[Items for labeling image boundaries]
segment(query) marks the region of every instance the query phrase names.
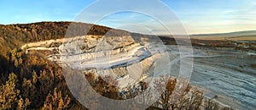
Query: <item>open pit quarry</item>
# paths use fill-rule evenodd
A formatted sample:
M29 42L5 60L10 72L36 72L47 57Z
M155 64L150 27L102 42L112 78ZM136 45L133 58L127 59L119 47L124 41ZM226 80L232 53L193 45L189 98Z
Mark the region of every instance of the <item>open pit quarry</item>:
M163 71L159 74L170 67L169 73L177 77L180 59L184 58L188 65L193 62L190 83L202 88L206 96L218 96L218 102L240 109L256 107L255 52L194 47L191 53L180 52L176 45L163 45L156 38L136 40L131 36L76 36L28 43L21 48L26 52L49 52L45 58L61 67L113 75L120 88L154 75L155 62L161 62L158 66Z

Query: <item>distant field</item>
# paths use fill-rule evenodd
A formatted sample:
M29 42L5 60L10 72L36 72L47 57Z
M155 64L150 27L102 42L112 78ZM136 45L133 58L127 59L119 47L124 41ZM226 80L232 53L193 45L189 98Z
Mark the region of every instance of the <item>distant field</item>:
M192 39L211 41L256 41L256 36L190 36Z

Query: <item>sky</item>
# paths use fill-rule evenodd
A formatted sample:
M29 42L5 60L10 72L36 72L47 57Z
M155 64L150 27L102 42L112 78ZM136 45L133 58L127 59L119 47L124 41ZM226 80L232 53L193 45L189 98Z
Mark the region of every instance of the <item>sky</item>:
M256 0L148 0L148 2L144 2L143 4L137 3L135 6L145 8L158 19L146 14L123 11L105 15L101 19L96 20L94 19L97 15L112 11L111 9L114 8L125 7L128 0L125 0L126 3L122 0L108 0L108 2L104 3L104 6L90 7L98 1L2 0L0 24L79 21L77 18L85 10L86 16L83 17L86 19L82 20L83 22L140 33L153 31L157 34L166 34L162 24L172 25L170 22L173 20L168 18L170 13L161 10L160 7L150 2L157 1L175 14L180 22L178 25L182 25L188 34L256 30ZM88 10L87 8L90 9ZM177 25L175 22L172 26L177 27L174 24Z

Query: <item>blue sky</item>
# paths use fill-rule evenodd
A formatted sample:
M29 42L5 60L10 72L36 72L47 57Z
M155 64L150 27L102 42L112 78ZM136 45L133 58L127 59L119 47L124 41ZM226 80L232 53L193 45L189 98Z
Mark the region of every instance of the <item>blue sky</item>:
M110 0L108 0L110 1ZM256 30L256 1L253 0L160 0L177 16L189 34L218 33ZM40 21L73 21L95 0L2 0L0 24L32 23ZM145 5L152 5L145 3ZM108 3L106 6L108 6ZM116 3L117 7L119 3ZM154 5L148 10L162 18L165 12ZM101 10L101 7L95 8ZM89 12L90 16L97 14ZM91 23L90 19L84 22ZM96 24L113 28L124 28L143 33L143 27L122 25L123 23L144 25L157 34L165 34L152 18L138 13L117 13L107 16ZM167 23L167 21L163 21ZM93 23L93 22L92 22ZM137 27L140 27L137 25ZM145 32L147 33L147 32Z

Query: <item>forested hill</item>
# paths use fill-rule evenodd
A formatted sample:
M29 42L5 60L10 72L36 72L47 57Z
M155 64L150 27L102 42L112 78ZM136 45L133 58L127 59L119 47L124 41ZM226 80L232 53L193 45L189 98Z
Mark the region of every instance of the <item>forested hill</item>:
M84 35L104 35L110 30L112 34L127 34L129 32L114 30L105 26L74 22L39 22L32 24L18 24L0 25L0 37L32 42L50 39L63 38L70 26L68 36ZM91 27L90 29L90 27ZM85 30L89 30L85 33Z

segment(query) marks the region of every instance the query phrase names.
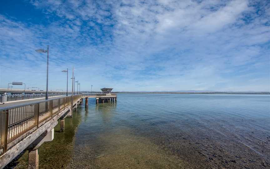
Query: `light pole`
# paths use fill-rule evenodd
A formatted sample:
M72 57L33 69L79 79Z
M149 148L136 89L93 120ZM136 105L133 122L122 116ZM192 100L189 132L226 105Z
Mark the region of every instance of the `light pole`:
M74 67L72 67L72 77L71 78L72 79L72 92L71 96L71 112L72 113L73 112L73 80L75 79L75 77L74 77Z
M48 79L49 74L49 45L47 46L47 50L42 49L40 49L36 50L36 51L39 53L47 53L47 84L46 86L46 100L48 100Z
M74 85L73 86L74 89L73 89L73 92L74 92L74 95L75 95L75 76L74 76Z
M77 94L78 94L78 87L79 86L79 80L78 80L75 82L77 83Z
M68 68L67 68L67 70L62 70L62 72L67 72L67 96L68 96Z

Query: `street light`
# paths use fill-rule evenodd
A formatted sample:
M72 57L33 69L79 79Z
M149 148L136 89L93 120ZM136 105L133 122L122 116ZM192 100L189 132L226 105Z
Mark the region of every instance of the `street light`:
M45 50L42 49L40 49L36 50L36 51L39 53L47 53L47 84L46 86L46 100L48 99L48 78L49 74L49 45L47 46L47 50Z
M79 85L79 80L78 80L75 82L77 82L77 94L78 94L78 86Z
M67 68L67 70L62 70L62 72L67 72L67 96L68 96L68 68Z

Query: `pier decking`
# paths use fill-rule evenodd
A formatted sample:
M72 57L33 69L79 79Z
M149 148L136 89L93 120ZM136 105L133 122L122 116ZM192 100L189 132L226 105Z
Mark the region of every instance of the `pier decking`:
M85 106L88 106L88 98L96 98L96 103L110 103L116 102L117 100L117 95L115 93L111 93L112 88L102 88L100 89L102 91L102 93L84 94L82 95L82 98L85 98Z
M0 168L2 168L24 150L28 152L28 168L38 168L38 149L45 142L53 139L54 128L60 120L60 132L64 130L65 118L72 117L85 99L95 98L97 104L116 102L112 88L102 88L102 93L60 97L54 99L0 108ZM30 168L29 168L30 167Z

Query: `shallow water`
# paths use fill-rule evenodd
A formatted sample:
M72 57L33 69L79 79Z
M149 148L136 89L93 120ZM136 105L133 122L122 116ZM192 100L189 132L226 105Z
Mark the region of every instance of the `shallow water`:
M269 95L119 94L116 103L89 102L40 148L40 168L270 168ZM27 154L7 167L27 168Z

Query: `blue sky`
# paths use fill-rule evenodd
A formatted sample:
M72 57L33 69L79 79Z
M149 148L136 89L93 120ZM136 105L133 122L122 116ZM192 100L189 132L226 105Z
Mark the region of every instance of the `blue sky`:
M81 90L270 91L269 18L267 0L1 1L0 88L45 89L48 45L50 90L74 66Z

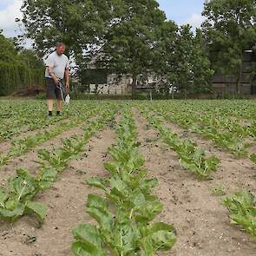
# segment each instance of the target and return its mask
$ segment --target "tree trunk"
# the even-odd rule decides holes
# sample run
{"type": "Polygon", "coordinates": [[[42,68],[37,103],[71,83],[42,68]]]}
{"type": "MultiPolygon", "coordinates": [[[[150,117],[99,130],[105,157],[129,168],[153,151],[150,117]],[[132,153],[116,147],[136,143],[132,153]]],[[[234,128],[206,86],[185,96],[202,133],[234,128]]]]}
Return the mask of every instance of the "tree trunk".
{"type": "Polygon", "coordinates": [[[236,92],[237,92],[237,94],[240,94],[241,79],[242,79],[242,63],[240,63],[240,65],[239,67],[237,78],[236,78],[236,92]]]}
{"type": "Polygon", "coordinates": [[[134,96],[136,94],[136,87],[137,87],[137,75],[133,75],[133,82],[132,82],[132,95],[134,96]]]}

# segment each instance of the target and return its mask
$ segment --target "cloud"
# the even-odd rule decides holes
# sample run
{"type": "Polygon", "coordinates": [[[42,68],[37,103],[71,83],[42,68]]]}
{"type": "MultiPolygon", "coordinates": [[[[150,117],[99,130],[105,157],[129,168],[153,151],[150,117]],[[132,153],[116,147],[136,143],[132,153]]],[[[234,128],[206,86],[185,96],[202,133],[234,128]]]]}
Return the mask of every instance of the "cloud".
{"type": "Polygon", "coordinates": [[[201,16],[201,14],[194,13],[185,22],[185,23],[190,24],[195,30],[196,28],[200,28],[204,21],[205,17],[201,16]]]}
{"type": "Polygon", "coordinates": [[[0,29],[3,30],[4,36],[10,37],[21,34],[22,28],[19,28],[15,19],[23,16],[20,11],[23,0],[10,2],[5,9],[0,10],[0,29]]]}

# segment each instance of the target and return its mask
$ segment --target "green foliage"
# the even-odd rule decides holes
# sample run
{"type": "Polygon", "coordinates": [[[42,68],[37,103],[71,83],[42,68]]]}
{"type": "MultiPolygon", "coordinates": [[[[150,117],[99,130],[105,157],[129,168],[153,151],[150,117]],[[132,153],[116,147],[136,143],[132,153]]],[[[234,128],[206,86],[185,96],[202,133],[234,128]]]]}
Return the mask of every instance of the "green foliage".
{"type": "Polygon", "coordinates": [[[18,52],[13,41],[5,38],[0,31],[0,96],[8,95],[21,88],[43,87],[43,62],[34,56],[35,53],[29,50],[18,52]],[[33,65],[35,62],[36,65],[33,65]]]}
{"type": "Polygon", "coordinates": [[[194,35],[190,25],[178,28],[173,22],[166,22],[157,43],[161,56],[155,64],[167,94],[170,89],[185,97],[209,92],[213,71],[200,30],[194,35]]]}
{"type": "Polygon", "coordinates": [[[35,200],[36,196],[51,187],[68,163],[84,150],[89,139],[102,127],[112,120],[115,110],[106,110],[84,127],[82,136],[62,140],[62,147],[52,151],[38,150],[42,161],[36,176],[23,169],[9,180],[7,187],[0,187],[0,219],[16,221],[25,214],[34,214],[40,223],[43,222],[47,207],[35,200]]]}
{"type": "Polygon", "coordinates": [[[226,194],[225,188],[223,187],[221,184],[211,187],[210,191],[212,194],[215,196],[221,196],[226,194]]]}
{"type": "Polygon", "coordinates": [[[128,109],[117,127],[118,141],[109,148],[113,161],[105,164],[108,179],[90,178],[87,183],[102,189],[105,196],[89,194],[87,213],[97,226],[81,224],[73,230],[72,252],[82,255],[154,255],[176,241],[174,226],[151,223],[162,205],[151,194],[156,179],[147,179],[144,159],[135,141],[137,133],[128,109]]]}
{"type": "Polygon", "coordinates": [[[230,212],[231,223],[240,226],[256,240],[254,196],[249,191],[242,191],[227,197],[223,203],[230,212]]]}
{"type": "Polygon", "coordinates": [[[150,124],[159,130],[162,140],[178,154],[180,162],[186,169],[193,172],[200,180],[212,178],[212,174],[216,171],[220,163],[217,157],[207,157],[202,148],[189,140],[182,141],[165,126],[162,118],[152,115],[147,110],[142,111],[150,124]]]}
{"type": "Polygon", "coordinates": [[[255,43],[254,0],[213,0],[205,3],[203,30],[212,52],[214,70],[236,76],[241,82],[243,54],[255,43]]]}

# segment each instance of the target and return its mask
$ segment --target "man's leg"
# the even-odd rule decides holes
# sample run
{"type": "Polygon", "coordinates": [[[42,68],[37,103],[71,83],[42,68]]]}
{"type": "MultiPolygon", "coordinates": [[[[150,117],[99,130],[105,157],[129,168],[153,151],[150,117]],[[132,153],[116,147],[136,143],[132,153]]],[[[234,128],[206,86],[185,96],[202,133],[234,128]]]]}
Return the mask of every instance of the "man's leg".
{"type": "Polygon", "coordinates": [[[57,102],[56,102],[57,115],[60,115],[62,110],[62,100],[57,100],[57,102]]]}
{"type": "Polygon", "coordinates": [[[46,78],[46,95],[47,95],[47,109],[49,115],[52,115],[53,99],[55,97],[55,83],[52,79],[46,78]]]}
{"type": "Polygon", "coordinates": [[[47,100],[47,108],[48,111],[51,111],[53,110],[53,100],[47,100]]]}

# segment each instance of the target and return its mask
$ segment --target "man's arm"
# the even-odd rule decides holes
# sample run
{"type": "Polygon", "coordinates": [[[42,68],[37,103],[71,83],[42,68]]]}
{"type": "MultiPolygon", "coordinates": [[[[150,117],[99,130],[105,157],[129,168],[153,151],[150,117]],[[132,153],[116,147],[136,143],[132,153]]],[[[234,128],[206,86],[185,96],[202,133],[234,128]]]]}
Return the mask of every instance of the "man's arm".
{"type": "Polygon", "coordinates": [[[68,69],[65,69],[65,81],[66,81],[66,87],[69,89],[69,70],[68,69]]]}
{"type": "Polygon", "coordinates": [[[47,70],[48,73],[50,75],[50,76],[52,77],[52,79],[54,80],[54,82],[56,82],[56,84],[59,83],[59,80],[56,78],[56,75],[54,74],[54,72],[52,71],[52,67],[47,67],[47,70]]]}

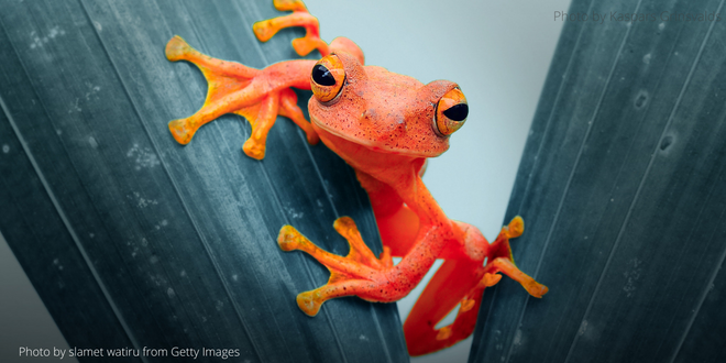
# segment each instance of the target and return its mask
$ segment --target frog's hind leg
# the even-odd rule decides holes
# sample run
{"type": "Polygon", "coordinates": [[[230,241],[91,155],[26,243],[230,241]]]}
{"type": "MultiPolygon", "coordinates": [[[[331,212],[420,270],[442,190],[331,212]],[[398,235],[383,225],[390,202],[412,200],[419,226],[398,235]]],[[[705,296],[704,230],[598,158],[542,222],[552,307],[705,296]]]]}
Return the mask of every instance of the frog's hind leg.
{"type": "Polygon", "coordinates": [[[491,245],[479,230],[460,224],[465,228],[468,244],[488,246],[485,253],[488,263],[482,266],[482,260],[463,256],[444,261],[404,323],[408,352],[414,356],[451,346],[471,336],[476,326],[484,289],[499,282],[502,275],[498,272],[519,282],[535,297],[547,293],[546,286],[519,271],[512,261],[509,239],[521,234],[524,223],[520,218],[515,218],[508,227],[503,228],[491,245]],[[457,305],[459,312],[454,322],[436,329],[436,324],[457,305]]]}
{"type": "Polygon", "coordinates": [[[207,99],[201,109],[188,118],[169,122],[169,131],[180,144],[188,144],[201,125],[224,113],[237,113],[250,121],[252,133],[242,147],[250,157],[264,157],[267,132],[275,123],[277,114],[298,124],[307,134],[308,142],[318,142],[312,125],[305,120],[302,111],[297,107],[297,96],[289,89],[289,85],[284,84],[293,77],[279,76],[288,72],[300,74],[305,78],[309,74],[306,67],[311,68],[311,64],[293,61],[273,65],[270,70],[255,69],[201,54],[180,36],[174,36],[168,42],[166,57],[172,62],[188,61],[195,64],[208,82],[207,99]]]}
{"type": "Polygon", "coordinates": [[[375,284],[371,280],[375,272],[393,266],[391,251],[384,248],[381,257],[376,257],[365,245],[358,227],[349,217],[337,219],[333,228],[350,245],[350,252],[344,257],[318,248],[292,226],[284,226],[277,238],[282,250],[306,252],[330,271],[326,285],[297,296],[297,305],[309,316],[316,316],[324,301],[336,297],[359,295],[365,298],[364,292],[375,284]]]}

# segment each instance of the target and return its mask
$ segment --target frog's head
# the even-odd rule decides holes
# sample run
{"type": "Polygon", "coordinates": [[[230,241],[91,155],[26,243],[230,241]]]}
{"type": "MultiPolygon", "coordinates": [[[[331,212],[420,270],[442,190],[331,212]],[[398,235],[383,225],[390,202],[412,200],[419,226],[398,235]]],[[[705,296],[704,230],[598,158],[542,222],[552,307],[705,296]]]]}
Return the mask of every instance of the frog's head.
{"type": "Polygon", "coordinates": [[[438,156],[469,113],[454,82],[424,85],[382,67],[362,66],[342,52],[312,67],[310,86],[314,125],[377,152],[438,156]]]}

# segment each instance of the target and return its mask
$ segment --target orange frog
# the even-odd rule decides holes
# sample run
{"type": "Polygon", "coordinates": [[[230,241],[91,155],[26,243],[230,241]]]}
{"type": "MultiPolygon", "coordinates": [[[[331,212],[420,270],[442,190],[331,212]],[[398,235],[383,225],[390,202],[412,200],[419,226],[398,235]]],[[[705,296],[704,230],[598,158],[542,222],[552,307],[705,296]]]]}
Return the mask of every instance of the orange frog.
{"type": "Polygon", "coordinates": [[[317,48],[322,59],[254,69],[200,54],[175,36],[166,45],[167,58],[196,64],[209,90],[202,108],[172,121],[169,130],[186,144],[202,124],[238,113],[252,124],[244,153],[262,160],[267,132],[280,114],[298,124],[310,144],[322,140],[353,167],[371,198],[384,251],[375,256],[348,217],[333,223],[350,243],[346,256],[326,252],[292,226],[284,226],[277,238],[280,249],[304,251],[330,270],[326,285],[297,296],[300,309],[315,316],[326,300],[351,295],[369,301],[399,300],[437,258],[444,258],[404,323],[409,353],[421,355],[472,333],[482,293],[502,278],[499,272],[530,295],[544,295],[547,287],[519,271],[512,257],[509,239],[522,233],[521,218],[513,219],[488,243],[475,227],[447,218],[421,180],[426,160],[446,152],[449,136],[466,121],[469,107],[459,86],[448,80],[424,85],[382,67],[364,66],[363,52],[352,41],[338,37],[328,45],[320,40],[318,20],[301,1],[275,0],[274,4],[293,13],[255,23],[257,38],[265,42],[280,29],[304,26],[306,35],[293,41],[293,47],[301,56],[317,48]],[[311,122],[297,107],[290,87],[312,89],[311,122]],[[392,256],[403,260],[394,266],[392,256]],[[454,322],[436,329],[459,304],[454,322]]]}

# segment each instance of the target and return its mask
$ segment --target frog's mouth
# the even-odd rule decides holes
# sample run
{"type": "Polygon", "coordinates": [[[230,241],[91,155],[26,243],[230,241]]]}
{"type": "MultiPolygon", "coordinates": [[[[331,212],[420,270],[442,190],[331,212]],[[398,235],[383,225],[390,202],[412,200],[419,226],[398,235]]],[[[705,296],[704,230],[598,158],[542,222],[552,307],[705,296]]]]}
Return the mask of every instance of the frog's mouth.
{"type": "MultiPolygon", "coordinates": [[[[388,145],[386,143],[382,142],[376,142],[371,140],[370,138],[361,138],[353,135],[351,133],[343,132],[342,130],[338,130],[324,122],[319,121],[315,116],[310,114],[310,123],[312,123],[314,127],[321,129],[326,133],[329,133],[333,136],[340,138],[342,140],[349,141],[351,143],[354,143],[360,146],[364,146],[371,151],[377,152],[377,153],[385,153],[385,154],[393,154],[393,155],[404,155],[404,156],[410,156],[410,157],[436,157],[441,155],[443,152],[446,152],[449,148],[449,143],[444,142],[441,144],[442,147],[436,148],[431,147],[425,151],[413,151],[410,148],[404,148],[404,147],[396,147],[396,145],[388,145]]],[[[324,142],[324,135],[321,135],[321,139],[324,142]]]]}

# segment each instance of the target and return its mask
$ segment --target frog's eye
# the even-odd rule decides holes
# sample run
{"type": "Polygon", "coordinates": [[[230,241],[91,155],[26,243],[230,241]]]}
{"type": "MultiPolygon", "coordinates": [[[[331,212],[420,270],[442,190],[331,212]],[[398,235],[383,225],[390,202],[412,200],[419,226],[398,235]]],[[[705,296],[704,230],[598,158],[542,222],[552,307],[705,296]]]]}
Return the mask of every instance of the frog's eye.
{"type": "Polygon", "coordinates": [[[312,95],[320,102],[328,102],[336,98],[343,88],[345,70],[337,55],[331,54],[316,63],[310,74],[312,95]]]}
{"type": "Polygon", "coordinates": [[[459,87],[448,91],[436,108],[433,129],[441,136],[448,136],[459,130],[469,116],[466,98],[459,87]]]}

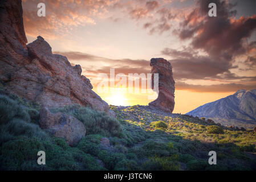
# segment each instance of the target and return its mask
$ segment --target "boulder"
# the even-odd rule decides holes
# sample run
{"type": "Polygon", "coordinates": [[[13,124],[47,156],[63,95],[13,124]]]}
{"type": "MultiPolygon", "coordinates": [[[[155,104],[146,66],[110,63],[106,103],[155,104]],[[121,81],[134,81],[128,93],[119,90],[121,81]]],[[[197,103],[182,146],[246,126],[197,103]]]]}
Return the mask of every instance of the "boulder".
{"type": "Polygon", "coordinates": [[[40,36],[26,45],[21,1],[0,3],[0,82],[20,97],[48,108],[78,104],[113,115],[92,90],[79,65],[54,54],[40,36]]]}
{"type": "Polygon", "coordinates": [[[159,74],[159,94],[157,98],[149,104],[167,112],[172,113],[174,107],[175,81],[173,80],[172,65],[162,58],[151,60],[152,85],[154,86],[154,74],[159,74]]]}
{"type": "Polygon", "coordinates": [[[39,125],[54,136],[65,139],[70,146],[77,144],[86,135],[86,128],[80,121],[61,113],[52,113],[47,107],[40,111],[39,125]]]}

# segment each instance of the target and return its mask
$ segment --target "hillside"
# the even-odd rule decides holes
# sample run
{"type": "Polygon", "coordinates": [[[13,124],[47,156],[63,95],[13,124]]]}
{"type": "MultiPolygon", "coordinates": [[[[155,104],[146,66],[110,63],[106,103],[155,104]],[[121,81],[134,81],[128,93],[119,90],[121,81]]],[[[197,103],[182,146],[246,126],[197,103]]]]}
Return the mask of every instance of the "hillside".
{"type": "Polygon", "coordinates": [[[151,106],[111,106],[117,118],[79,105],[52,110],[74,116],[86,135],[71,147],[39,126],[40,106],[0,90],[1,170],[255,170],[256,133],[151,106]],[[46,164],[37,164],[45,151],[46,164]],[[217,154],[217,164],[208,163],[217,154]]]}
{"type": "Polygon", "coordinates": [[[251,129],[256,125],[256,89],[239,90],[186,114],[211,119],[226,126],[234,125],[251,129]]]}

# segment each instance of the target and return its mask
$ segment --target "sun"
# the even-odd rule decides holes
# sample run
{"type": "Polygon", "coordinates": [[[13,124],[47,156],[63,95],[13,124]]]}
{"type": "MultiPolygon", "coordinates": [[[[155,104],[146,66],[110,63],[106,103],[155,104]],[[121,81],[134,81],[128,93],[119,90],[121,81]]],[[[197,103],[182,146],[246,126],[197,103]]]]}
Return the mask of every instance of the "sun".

Exercise details
Copy the stretch from the start of the items through the line containing "M192 39L211 41L256 41L256 36L190 36Z" word for word, and leave the pictures out of your copy.

Response to the exercise
segment(query) marks the region of every instance the query phrase names.
Query: <item>open pit quarry</item>
# paths use fill-rule evenodd
A formatted sample:
M29 42L5 60L10 72L36 72L47 57Z
M155 64L150 27L102 42L112 78ZM136 45L133 58L127 59L119 47L124 41ZM226 80L232 53L193 45L189 98Z
Mark the region of every instance of the <item>open pit quarry</item>:
M163 71L159 74L170 67L169 73L177 77L180 59L184 58L188 65L193 62L190 83L202 88L206 96L218 96L218 102L240 109L256 107L255 52L194 47L191 53L180 52L176 45L163 45L156 38L136 40L131 36L76 36L28 43L21 48L26 52L49 52L45 58L61 67L113 75L120 88L154 75L155 62L161 62L158 66Z

Query: <item>distant field</item>
# paths use fill-rule evenodd
A formatted sample:
M29 42L5 60L10 72L36 72L47 57Z
M155 64L150 27L102 42L112 78ZM136 45L133 58L127 59L119 47L124 41ZM226 80L232 53L193 45L189 98Z
Mark the region of every instance of the <item>distant field</item>:
M192 39L211 41L256 41L256 36L190 36Z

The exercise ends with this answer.